A series of data:

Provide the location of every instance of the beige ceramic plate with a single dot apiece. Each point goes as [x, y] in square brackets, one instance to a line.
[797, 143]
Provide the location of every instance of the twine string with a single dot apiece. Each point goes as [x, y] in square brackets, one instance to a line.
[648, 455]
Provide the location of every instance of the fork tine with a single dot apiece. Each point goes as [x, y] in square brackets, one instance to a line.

__EXERCISE DESCRIPTION__
Quote the data above word for word, keeping every line in its original order and form.

__ANSWER TO THIS PROBLEM__
Provide the location of every instance of the beige ceramic plate with a single dot apiece. Each point goes as [x, y] in square brackets, one instance to a line.
[797, 143]
Provide the location of every instance of the twine string with a single dot apiece. Each point goes as [x, y] in square brackets, one instance to a line.
[648, 455]
Provide the location of every instance of the fork tine with a single dot apiece. Each point goes as [x, y] in square brackets, one instance to a line.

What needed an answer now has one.